● Passage to read:
====

The second possible taxing point is the time when the employment in respect of which the taxpayer acquired the interest ends.
The third possible taxing point is the end of the seven year period starting when the taxpayer acquired the interest.
The fourth possible taxing point is the earliest time when:
there is no real risk that, under the conditions of the employee share scheme, the taxpayer will forfeit or lose the interest (other than by disposing of it, exercising the right or letting the right lapse);
· if, at the time the taxpayer acquired the interest, the scheme genuinely restricted them from immediately exercising the right - the scheme no longer restricts them;
· there is no real risk that, under the conditions of the scheme, the taxpayer will forfeit or lose the beneficial interest in the share (other than by disposing of it); and
· if at the time the taxpayer acquired the interest, the scheme genuinely restricted them from immediately disposing of the beneficial interest in the share - the scheme no longer restricts them.
However, the ESS deferred taxing point for the interest is the time the taxpayer disposes of the interest (other than by exercising the right) or the beneficial interest in the share if that time occurs within 30 days after the time worked out above.
Section 83A-315 provides that if the regulations specify an amount in relation to an ESS interest, that amount should be used instead of the market value of the interest in working out:
· whether there is a discount given in relation to the interest; and
· if so - the amount of the discount.
Regulations 83A-315.01 to 83A-315.09 of the ITAR 1997
Regulations 83A-315.01 to 83A-315.09 of the ITAR 1997 relate to the determination of the value of an unlisted right for the purposes of Division 83A of the ITAA 1997.

====

● Recorded information:
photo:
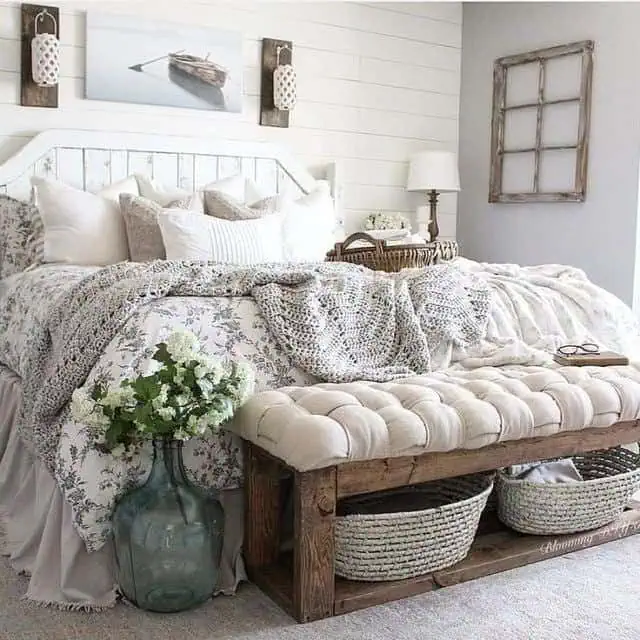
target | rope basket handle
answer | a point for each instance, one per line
(379, 245)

====

● Things to do:
A - Answer these questions from the passage on employee share scheme taxing points:
(i) What is the third possible taxing point?
(ii) Within how many days after the time worked out must a disposal occur for that disposal time to become the ESS deferred taxing point?
(iii) What do Regulations 83A-315.01 to 83A-315.09 of the ITAR 1997 relate to?
B - Pick up the passage on employee share scheme taxing points after its last sentence and continue it.
The material is not needed for this work.

● Response list:
A -
(i) The end of the seven year period starting when the taxpayer acquired the interest.
(ii) Within 30 days.
(iii) The determination of the value of an unlisted right for the purposes of Division 83A of the ITAA 1997.

B -
Regulation 83A-315.01 provides that:
For subsection 83A-315 of the ITAA 1997, the amount, in relation to an unlisted right that must be exercised within 10 years after the day when the beneficial interest in the right was acquired is at the choice of the individual the market value of the right or the amount determined by the application of regulations 83A-315.02 to 83A-315.09.
However, if the ESS deferred taxing point for an ESS interest is the day when the individual disposes of the interest (other than by exercising the right) or the beneficial interest in the share, the amount is the market value of the right or share.
Regulation 83A-315.02 provides that if a right is not quoted on an approved stock exchange on a particular day, the value of the right is the greater of:
· the market value on the day of the share that may be acquired by exercising the right less the lowest amount that must be paid to exercise the right; and
· the value determined in accordance with regulations 83A-315.05 to 83A-315.09.
Work and income support withholding payments
Work and income support withholding payments include payments of remuneration made by an incorporated company to an individual as a director of the company or as a person who performs the duties of a director of the company. Refer to subsection 995-1(1) of the ITAA 1997, subsection 6(1) of the Income Tax Assessment Act 1936 and section 12-40 of Schedule 1 to the TAA.
Discount
The term 'discount' is not defined in the ITAA 1997. However, paragraph 1.102 of the Explanatory Memorandum to the Tax Laws Amendment (2009 Budget Measures No. 2) Bill 2009 states:
The discount is the market value of the ESS interests less any consideration paid or to be paid by the employee.
Example 1.2: Inclusion of a discount in assessable income
Liz is employed by Pink Boats Inc. She receives Pink Boat shares with a market value of $100,000 for $50,000 of her money under an employee share scheme. This means that she has received a discount of $50,000, which will be included in her assessable income upon her acquisition of the ESS interests.
Real risk of forfeiture or loss
ATO Interpretative Decision ATO ID 2010/61 provides that when an employee acquires rights under an employee share scheme there is a real risk that under the conditions of the scheme the employee will forfeit or lose the rights if they cease employment before the vesting date of the rights where that date is 12 months or more from the date the rights were granted.
Application to your circumstances
The Company will have reporting obligations under Division 392 of Schedule 1 to the TAA in relation to the options issued to the individual if they are ESS interests for the purposes of Division 83A of the ITAA 1997 and Subdivision 83A-B or 83A-C of the ITAA 1997 applies to them.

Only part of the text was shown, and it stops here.